▶ _TASK ITEM_
From the passage on social protection for AIDS-affected families, return the words from "Social externalities, power, autonomy" up to and including "targets and objectives.", copied without any change.

▶ _PASSAGE TO READ_
== Segment start ==

The following additional conclusions are a result of recent research:  benefits should be targeted to women, geographic and community-based targeting is better suited to rural areas than urban and targeting methods must be carefully developed so as to avoid missing groups that self-exclude or face discrimination by community members.

Conditionality

Social externalities, power, autonomy and political economy all play a part in the conditionality debate and suggest that it must be considered carefully when shaping cash transfer programs.  While research in countries outside of sub-Saharan Africa has been mostly limited to conditional cash transfer programs, it has yet to be proven how conditionality would play out in sub-Saharan Africa, as strong concerns exist over availability of services and administrative capacity in the region.  In the near term, the report suggests that unconditional cash transfers might be most appropriate for this region and that conditionalities should be tailored program by program in order to reach targets and objectives.

Other forms of social protection

Livelihoods activities, microcredit and public works programs are more likely to be appropriate for AIDS-affected families that are "less affected" financially and with regard to labor constraints.  These types of programs are also more difficult to scale up to meet urgent needs.  Conversely, food and nutritional transfers may be most useful to those affected most by AIDS (children and those on ARV therapy).  Though, food transfers are highly vulnerable to rising food prices and logistical difficulties, making cash transfers the preferred type of social protection.  The report further underscored the notion of heterogeneity among those affected by AIDS and the need for a mixed approach, versus a one-size-fits-all program.  Knowledge gaps must be addressed in order to provide effective programming and delivery of services.

== Segment end ==

▶ _ENTRIES SHOWN_
== Segment start ==

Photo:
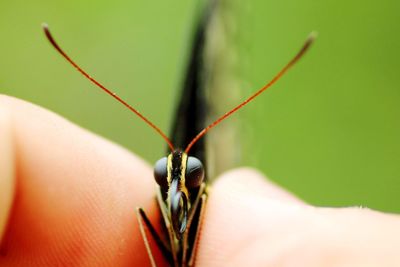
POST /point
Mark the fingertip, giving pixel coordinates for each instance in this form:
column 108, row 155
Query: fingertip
column 253, row 182
column 6, row 169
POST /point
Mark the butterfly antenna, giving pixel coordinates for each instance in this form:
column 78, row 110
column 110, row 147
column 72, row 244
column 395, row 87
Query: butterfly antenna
column 302, row 51
column 84, row 73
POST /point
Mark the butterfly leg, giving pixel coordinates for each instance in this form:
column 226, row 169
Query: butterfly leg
column 144, row 222
column 202, row 206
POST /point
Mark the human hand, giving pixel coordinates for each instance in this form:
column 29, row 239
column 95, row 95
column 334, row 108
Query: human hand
column 69, row 199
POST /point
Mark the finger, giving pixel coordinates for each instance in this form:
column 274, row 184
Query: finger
column 246, row 180
column 76, row 195
column 6, row 169
column 245, row 212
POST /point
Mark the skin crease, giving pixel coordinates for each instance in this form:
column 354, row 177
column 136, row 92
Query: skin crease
column 68, row 198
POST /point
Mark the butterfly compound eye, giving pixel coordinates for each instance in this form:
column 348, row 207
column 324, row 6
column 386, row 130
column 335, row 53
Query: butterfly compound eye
column 161, row 172
column 194, row 172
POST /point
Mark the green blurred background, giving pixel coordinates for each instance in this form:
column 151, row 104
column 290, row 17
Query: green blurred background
column 329, row 131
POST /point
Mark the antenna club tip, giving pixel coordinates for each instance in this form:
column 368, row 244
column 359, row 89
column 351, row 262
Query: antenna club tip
column 45, row 25
column 313, row 35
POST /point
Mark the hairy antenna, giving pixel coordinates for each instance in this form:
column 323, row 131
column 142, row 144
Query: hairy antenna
column 302, row 51
column 84, row 73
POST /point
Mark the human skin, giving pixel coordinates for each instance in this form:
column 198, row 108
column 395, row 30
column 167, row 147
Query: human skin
column 68, row 198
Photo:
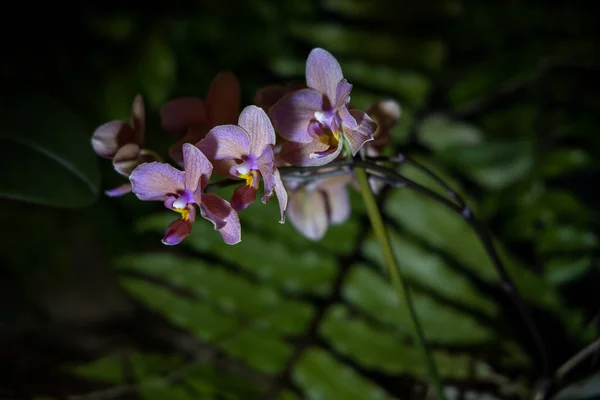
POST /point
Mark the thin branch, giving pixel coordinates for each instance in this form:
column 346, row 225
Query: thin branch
column 482, row 233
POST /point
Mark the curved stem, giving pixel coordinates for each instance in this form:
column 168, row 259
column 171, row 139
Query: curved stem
column 395, row 179
column 400, row 284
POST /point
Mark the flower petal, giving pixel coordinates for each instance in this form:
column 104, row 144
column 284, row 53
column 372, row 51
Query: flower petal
column 138, row 118
column 119, row 190
column 364, row 132
column 232, row 231
column 255, row 121
column 242, row 197
column 292, row 114
column 223, row 216
column 338, row 200
column 108, row 138
column 323, row 73
column 223, row 99
column 225, row 142
column 197, row 167
column 266, row 164
column 309, row 154
column 215, row 209
column 308, row 213
column 177, row 231
column 386, row 114
column 180, row 115
column 156, row 181
column 281, row 194
column 127, row 158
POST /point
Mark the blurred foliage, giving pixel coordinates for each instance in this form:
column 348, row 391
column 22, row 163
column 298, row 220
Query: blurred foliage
column 495, row 97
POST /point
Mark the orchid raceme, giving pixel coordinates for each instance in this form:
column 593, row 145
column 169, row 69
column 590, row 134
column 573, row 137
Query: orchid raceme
column 245, row 151
column 317, row 120
column 122, row 142
column 182, row 192
column 188, row 119
column 315, row 206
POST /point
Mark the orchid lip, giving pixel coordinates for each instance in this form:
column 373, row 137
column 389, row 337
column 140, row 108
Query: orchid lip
column 184, row 199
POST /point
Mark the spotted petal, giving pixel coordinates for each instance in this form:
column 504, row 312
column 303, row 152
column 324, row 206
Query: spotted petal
column 197, row 167
column 223, row 216
column 307, row 211
column 323, row 73
column 255, row 121
column 363, row 133
column 292, row 114
column 156, row 181
column 225, row 142
column 309, row 154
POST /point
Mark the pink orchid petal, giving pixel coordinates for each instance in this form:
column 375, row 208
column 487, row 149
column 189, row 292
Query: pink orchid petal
column 225, row 142
column 242, row 197
column 308, row 213
column 108, row 138
column 138, row 118
column 156, row 181
column 364, row 132
column 119, row 190
column 310, row 154
column 292, row 114
column 342, row 94
column 255, row 121
column 177, row 231
column 223, row 99
column 127, row 158
column 323, row 73
column 386, row 114
column 197, row 167
column 265, row 166
column 337, row 198
column 180, row 115
column 215, row 209
column 281, row 193
column 223, row 217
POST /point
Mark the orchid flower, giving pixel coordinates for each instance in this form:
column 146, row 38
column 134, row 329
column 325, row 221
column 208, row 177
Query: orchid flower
column 188, row 119
column 245, row 151
column 122, row 142
column 386, row 114
column 315, row 206
column 182, row 191
column 316, row 121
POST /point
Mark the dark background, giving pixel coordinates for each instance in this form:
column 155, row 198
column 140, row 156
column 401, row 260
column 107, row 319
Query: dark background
column 498, row 97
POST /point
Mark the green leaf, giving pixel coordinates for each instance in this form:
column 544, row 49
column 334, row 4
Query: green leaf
column 46, row 152
column 324, row 378
column 345, row 41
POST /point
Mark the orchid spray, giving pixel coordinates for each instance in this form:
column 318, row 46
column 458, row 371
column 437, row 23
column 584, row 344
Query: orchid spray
column 307, row 146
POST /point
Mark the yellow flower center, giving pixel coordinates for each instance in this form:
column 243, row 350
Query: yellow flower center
column 250, row 176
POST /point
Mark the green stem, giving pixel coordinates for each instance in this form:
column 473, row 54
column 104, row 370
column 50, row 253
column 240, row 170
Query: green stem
column 400, row 284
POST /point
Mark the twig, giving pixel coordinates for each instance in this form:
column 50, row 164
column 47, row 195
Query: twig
column 484, row 237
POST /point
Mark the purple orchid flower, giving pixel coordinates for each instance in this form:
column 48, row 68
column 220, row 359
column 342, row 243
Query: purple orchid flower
column 314, row 207
column 245, row 151
column 122, row 142
column 316, row 121
column 189, row 119
column 386, row 114
column 182, row 191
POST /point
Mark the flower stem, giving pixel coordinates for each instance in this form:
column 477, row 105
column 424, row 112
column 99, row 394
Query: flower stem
column 400, row 284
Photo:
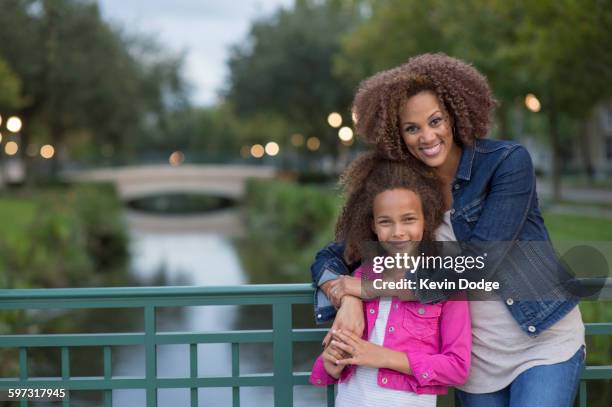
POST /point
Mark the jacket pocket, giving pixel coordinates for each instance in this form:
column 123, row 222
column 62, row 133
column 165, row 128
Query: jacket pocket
column 421, row 320
column 471, row 213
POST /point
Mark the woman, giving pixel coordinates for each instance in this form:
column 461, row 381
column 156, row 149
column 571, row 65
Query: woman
column 435, row 111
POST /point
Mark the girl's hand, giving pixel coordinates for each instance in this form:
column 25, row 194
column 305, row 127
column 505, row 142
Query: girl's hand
column 348, row 319
column 330, row 356
column 360, row 352
column 364, row 353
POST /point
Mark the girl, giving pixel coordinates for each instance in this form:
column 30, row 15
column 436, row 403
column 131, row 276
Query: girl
column 435, row 111
column 409, row 352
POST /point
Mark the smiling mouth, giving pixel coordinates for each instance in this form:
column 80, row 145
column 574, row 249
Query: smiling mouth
column 432, row 151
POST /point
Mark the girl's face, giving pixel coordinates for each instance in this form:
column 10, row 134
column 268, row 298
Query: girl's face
column 426, row 129
column 398, row 219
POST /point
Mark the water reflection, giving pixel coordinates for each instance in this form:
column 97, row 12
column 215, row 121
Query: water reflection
column 204, row 259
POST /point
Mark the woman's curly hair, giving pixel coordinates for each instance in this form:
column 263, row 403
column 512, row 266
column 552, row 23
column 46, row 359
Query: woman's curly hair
column 463, row 92
column 369, row 175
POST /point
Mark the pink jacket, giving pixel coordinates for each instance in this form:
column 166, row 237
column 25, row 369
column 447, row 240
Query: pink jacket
column 437, row 339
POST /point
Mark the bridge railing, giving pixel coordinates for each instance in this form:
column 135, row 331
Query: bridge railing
column 282, row 336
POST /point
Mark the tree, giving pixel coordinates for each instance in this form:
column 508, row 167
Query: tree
column 285, row 67
column 563, row 49
column 83, row 77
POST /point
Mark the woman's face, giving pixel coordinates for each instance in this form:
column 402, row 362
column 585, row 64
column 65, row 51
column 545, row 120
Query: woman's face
column 426, row 129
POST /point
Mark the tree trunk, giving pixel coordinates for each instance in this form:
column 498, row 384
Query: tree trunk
column 553, row 131
column 585, row 149
column 504, row 127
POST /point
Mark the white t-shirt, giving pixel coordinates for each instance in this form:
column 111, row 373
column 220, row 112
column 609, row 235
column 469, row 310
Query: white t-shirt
column 362, row 389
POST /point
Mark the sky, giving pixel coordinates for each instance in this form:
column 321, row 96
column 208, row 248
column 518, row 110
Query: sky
column 203, row 29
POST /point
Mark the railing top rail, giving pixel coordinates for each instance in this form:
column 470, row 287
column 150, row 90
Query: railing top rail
column 145, row 292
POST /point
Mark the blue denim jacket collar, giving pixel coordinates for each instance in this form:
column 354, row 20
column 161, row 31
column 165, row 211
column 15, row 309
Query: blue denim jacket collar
column 464, row 171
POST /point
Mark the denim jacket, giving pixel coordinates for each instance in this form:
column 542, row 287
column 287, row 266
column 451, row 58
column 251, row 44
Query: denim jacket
column 436, row 338
column 494, row 199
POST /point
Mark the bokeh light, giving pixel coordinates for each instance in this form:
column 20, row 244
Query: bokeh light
column 334, row 119
column 272, row 148
column 345, row 133
column 257, row 151
column 313, row 143
column 47, row 151
column 176, row 158
column 11, row 148
column 532, row 103
column 13, row 124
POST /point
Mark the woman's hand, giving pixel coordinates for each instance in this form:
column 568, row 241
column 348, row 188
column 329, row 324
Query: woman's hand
column 330, row 356
column 365, row 353
column 340, row 287
column 349, row 318
column 360, row 352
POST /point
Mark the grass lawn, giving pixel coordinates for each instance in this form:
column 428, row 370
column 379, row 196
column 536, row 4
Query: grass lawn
column 15, row 215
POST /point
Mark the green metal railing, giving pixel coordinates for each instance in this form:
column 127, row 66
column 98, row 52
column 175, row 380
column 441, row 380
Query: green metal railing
column 282, row 336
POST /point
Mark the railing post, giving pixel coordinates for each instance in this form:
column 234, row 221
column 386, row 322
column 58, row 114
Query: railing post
column 283, row 354
column 150, row 356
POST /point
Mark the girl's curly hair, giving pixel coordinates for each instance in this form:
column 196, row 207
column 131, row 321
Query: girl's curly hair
column 462, row 91
column 369, row 175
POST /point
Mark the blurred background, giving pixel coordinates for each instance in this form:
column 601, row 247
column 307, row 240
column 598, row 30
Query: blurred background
column 195, row 142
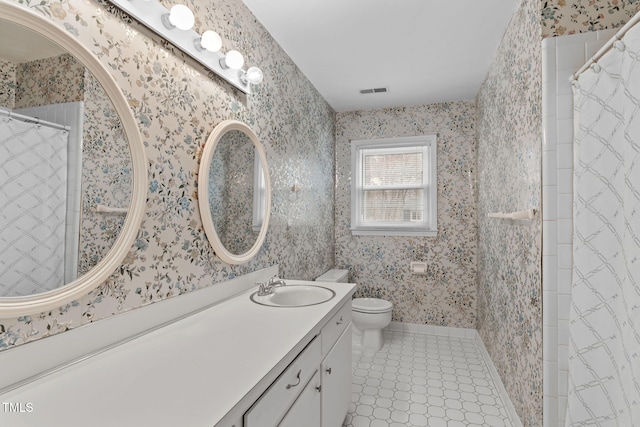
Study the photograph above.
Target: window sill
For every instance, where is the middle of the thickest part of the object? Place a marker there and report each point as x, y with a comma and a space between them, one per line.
394, 232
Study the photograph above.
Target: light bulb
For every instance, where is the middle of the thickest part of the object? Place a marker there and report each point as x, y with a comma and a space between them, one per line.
253, 75
233, 59
211, 41
181, 17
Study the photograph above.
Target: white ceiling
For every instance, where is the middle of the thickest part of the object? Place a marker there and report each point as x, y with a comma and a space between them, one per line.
19, 44
423, 51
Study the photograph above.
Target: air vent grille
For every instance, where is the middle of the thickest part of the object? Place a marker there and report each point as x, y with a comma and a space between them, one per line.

== Segment end ==

▶ _REPLY TO THE TASK_
Social externalities, power, autonomy and political economy all play a part in the conditionality debate and suggest that it must be considered carefully when shaping cash transfer programs.  While research in countries outside of sub-Saharan Africa has been mostly limited to conditional cash transfer programs, it has yet to be proven how conditionality would play out in sub-Saharan Africa, as strong concerns exist over availability of services and administrative capacity in the region.  In the near term, the report suggests that unconditional cash transfers might be most appropriate for this region and that conditionalities should be tailored program by program in order to reach targets and objectives.